TRECHO SELECIONADO:
= = = = = = =
No prefácio, o autor reflete: “A inspiração pode ser considerada uma vontade íntima, e incontornável, de comunicar, por meio da linguagem, determinados estados de alma. Nos grandes poetas, ela é algo maior: uma vontade de comunicar uma visão de mundo intelectual e emotiva. Existem tantos estados de almas quanto os corações humanos. Há estados de prazer e desprazer, de encanto e desencanto, de alegria e tristeza, de esperança e desesperança. Possuir, porém, uma Weltanschauung (visão de mundo) é privilégio dos gênios, uma vez que pressupõe singular amadurecimento pessoal, excepcional riqueza cultural, e incomparável poder de expressão”.
Confira a seguir dois poemas inéditos que compõem a antologia, cedidos pelo autor ao Extra Classe:
Em todo amor palpita uma chama
Em todo amor palpita uma chama,
que se assemelha em tudo a uma língua.
Mas a língua do fogo é silenciosa.
Tão silenciosa que, para escutá-la,
impõe-se que se veja ali um rosto,
e, nele, como que delineado,
o rubro esplendor do coração.
= = = = = = =
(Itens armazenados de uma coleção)
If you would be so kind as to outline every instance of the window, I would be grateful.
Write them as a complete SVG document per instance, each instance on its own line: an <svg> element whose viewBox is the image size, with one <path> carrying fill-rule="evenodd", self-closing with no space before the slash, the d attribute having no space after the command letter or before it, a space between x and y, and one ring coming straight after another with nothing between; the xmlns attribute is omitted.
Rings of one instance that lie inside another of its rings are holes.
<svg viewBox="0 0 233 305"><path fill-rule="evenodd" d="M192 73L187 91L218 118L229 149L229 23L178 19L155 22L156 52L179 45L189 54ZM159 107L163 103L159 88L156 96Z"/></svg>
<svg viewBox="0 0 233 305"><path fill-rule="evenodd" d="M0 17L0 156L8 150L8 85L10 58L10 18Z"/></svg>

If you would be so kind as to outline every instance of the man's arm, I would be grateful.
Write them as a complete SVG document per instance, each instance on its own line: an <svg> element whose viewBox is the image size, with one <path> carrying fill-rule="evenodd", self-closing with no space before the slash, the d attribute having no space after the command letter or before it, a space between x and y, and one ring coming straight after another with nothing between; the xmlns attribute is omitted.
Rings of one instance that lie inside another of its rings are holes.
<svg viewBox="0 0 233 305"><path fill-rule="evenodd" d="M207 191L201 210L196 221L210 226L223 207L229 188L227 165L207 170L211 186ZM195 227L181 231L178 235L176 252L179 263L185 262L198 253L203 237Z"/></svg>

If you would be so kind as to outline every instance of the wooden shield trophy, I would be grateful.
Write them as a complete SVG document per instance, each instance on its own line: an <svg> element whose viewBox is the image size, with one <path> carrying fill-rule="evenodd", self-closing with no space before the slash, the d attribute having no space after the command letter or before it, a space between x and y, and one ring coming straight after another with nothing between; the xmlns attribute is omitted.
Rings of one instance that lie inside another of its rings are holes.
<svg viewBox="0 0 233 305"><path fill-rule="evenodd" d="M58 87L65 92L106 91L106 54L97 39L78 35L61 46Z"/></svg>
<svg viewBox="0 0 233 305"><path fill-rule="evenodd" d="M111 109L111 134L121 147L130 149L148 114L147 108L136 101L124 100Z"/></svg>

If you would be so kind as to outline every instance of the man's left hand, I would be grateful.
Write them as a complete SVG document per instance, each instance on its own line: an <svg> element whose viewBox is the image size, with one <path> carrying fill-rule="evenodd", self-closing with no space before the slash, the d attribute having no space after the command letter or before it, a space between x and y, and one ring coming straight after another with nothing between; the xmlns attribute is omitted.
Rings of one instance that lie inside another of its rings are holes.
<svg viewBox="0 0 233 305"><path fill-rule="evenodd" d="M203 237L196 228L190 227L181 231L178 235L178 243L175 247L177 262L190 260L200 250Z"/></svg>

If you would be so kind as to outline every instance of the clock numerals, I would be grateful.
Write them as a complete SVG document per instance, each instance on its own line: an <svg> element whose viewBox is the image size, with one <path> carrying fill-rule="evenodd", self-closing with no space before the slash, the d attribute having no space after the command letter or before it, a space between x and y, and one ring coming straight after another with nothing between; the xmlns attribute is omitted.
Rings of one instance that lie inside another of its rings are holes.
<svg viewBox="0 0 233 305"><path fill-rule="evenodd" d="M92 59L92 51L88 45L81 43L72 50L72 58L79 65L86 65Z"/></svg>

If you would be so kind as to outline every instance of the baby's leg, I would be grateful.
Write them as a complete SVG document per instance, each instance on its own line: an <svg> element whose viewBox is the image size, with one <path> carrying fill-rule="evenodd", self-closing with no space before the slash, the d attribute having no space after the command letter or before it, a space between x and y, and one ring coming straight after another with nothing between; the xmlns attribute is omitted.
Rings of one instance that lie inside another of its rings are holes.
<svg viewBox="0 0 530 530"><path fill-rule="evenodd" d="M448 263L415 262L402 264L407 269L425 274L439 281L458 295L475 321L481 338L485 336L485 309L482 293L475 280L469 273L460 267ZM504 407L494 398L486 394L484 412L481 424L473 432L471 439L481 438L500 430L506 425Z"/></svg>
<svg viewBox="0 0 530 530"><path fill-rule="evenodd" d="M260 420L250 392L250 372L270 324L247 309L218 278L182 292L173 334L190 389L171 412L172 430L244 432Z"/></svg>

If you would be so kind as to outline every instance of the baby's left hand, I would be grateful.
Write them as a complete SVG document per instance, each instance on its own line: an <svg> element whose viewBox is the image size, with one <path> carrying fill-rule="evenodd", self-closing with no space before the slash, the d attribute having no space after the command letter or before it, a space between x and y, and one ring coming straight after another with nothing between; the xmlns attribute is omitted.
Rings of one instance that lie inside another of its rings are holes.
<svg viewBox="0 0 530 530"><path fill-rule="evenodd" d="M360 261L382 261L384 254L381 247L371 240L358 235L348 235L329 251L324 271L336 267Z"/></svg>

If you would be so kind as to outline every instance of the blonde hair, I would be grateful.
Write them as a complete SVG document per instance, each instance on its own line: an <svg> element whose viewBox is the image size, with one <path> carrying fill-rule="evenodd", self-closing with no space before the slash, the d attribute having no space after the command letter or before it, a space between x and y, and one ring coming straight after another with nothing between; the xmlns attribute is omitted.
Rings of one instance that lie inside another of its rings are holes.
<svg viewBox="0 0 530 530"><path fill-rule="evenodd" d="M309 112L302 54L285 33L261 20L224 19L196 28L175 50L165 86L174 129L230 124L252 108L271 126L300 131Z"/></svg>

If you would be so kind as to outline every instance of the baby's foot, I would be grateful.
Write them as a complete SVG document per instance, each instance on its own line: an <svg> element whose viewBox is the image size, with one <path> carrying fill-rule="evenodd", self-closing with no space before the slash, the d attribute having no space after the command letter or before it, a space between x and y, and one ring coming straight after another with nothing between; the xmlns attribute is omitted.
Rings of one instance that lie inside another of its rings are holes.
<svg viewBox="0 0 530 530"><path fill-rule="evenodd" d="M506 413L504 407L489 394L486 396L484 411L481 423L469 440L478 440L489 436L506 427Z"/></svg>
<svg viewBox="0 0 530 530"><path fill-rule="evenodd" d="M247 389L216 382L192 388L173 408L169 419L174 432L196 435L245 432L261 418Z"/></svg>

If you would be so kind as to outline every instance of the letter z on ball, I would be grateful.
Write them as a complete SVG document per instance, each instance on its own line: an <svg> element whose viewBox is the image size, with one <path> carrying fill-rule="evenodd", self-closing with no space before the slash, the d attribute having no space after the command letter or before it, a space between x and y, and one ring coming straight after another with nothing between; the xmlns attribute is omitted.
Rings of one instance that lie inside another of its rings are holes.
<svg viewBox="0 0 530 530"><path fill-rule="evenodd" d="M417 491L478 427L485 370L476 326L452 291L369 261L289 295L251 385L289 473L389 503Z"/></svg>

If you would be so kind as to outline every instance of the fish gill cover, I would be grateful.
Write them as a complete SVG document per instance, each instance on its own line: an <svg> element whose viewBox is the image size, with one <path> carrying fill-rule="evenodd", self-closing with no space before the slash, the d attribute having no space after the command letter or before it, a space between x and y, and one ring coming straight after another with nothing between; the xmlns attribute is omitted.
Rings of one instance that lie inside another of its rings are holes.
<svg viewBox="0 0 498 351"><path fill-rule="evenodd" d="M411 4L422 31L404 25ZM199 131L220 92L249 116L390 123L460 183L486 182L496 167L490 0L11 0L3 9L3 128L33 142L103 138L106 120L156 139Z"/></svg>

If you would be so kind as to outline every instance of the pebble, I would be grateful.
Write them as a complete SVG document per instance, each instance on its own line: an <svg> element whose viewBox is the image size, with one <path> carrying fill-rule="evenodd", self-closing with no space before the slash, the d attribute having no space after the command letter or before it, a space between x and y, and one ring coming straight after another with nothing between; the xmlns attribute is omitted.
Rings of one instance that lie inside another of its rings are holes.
= = = = = = =
TAREFA: Atualize uma parte do trecho selecionado, começando nas palavras "Confira a seguir" e parando depois de "esplendor do coração.". Troque "silenciosa" por "muda".

RESPOSTA ABAIXO:
Confira a seguir dois poemas inéditos que compõem a antologia, cedidos pelo autor ao Extra Classe:
Em todo amor palpita uma chama
Em todo amor palpita uma chama,
que se assemelha em tudo a uma língua.
Mas a língua do fogo é muda.
Tão muda que, para escutá-la,
impõe-se que se veja ali um rosto,
e, nele, como que delineado,
o rubro esplendor do coração.